■ **TASK DESCRIPTION**:
Write the full listing out again, word for word, but omit the pictures.

═══

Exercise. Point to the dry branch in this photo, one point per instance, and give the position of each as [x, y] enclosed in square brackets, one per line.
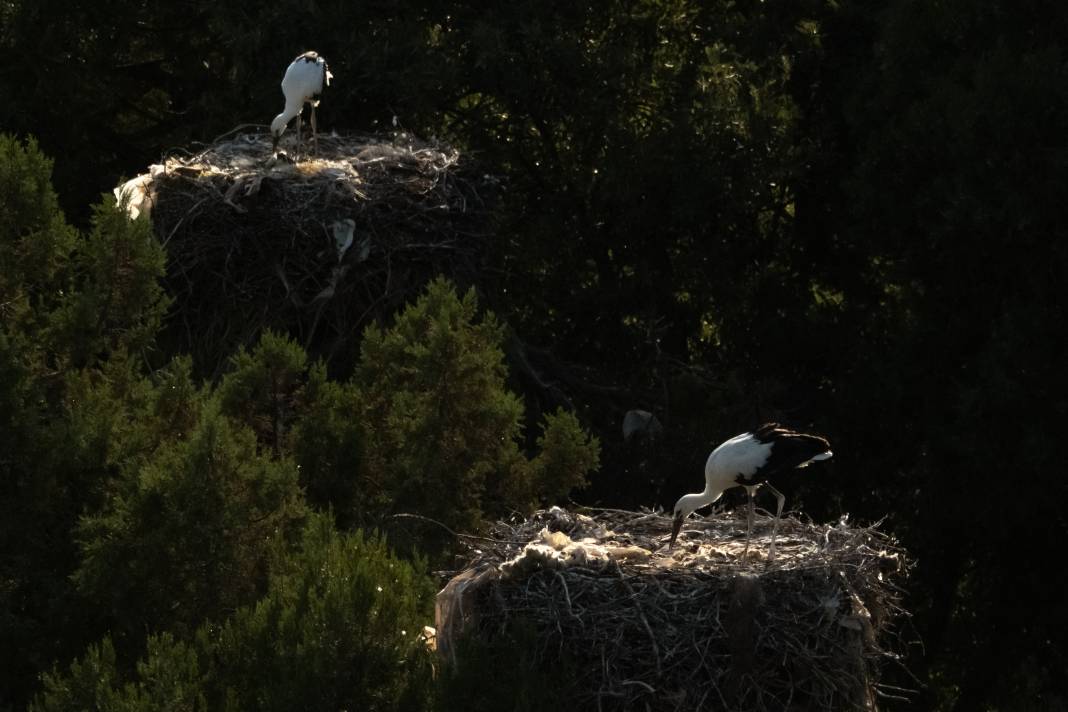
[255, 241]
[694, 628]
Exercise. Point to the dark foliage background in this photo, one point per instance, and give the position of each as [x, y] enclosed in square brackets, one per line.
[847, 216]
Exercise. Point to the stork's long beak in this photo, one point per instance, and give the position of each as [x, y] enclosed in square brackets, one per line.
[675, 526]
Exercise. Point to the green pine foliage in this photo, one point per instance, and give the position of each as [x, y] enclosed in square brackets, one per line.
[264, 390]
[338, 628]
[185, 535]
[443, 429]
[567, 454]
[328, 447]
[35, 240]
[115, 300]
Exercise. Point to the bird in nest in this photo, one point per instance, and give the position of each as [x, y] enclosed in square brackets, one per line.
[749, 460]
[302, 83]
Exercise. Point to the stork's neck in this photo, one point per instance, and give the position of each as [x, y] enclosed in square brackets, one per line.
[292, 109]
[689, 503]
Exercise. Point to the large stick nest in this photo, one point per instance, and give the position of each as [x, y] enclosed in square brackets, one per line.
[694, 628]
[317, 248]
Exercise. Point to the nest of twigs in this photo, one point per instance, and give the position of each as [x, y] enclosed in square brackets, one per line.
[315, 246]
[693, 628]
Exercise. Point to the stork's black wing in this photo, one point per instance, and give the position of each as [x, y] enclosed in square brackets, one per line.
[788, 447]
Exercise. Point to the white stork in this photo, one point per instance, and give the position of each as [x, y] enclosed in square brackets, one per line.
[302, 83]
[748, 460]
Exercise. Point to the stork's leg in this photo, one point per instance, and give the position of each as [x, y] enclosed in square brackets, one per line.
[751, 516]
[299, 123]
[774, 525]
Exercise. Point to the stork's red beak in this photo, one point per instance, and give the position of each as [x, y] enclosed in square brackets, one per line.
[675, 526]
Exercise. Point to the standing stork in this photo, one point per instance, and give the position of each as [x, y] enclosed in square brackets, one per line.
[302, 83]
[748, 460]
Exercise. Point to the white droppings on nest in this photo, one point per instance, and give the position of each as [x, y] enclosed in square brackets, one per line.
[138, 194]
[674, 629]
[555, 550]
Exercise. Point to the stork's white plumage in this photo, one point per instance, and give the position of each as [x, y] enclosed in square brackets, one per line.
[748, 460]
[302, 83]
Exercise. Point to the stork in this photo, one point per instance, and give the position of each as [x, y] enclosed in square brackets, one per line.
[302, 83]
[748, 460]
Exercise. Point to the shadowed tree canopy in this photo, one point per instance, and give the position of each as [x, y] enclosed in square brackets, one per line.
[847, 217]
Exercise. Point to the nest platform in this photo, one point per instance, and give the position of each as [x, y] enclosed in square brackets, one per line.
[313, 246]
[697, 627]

═══

■ **ANSWER BOX**:
Exercise. Point to the dry branch in this photo, one point per instance, and give the position of each as [x, y] enclosed in square brackets, one per line.
[255, 241]
[694, 628]
Exercise. Point to the dark foliage background in this photo, one point per instance, and give the position of each as [x, y] enclosed in square brackets, one per line.
[847, 216]
Exercise. Point to the stork's long beak in this photo, one point per instance, and give the position of each as [x, y] enclosed in square brackets, one per line.
[675, 526]
Exercise. Point to the green pine foliage in this photo, one point per instance, and give the position of each as [x, y] enclosed in square brackets, one per line.
[264, 390]
[338, 628]
[185, 535]
[443, 429]
[567, 454]
[328, 447]
[35, 240]
[115, 300]
Exercise. Point to the bird in nest in this photo, one point per instance, and give the position of each as [x, y] enclosed in square brackets, one per line.
[749, 460]
[302, 83]
Exercise. Point to the stork's neck in this photo, one point per instance, and give the position of each as [x, y] enclosed in square brackets, one per line.
[292, 109]
[689, 503]
Exercise. Point to the large stick nest in this photo, one point per instance, and give the position of each as [x, y] enclosed in square brackets, one per line.
[694, 628]
[317, 248]
Exercise. Point to the nest of twigs in this photo, one point per instance, and give the position of each as [x, y] enclosed in square brackets, one per line.
[315, 246]
[693, 628]
Exercise. Point to the stork's black wing in this photo, one point per instance, and give the position of each as [x, y] enclosed in square brackets, one per line.
[788, 447]
Exercise. Point to the white stork in this photo, one point per instance, and give the position of each as [x, y] enclosed in square brackets, one per line.
[302, 83]
[748, 460]
Exercise. Point to the stork's leg in this photo, one point per instance, and give the position of each as [x, y] enclosed in square brackets, one per line.
[751, 516]
[299, 123]
[774, 525]
Exercise. Point to the stork's red beak in this photo, one point per instance, and give the position of each as [x, y] enclosed in square brackets, one per line.
[675, 526]
Exercise. Point to the standing stork in this photo, one point per instance, and give the position of each as [x, y] enclosed in square brackets, one per line.
[302, 83]
[748, 460]
Exercise. Point to the white droppings on nest in this photo, one point per instance, and give the position of each as [x, y] enclosed in square brackets, one per line.
[138, 194]
[674, 629]
[555, 550]
Exercise. Point to the stork's white plumage in this photo, one point per instance, and give the position of each as [x, y] enclosed in square brackets, one per line.
[748, 460]
[302, 83]
Exercise. Point to the stork in this photo, one point per instance, and give the position of each as [x, y] enclosed in square brackets, one per line.
[302, 83]
[748, 460]
Exercise. Point to the shadowed tree canopy in this photo, one point per instance, and give the position of each as [x, y] enclosed in square brackets, one per line.
[847, 217]
Exercise. Point to the nest platform in this photo, one point per instance, and give the position of each as [x, y] enclosed in square brackets, one per line.
[313, 246]
[697, 627]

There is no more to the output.